──────── DOCUMENT EXCERPT ────────

Although this cycle may appear quite abstract and removed from the work that you are doing, all of your reflection will, in some way, fall into these three categories. Have you identified that your strategy knowledge is weak? Do you need to identify and practise alternative approaches? Perhaps you need to address your knowledge of self and improve your knowledge of alternative drugs available to use? Or perhaps you have misdiagnosed a few patients, and actually need to look up combinations of symptoms and talk them through with a more experienced other?

Whatever it may be, you can now understand your learning process. During a task, you will need to compare the results to the aims and use this to identify foci for future. You also need to use this reflection to inform future planning and use monitoring opportunities to improve outcomes. You also need to consider your knowledge of task, self and strategies to identify what areas it is you are struggling on and need to work on the most.

────────

**DIRECTIONS FOR THIS TASK**
Could you reproduce the entire passage on reflection and the learning process word for word? None of the lines that come after the text need to be read to complete the work.

──────── DATASET ENTRIES ────────

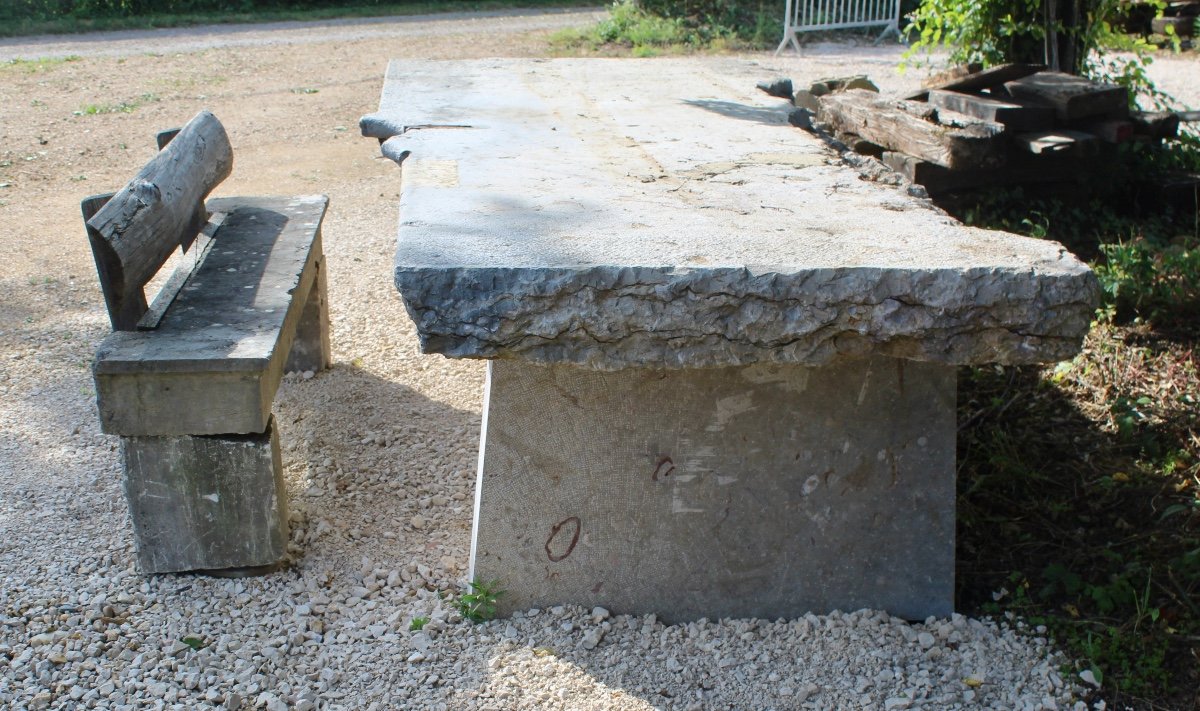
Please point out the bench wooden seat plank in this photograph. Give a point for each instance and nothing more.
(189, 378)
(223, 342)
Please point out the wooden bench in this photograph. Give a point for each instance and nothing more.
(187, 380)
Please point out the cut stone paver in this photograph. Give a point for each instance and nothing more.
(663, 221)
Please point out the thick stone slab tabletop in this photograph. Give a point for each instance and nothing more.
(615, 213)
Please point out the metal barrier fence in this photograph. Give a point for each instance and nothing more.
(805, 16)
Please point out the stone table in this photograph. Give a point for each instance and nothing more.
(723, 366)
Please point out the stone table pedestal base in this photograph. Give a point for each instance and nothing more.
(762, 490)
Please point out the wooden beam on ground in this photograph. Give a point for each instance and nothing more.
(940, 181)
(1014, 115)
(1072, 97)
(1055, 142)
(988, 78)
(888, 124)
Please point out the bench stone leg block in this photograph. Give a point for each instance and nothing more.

────────
──────── DATASET ENTRIES ────────

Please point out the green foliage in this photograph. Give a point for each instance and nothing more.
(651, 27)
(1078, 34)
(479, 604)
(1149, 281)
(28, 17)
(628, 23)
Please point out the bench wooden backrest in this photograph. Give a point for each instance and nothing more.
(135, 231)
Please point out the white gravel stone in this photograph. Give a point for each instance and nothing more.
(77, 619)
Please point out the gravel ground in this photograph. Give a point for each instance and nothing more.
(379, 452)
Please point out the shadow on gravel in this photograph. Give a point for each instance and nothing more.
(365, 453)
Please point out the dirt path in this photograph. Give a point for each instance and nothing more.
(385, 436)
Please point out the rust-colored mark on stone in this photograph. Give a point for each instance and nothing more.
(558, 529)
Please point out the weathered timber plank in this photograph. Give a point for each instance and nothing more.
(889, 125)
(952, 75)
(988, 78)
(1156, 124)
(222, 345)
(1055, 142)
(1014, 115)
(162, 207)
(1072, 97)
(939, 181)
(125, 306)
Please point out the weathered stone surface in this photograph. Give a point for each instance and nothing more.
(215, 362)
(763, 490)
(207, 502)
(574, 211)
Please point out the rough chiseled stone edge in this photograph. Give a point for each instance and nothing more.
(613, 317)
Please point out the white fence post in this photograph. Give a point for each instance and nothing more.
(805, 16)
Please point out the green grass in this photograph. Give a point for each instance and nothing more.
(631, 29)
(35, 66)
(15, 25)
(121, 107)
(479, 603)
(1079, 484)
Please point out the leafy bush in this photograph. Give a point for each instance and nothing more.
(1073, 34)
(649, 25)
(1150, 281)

────────

**ANSWER BOX**
Although this cycle may appear quite abstract and removed from the work that you are doing, all of your reflection will, in some way, fall into these three categories. Have you identified that your strategy knowledge is weak? Do you need to identify and practise alternative approaches? Perhaps you need to address your knowledge of self and improve your knowledge of alternative drugs available to use? Or perhaps you have misdiagnosed a few patients, and actually need to look up combinations of symptoms and talk them through with a more experienced other?

Whatever it may be, you can now understand your learning process. During a task, you will need to compare the results to the aims and use this to identify foci for future. You also need to use this reflection to inform future planning and use monitoring opportunities to improve outcomes. You also need to consider your knowledge of task, self and strategies to identify what areas it is you are struggling on and need to work on the most.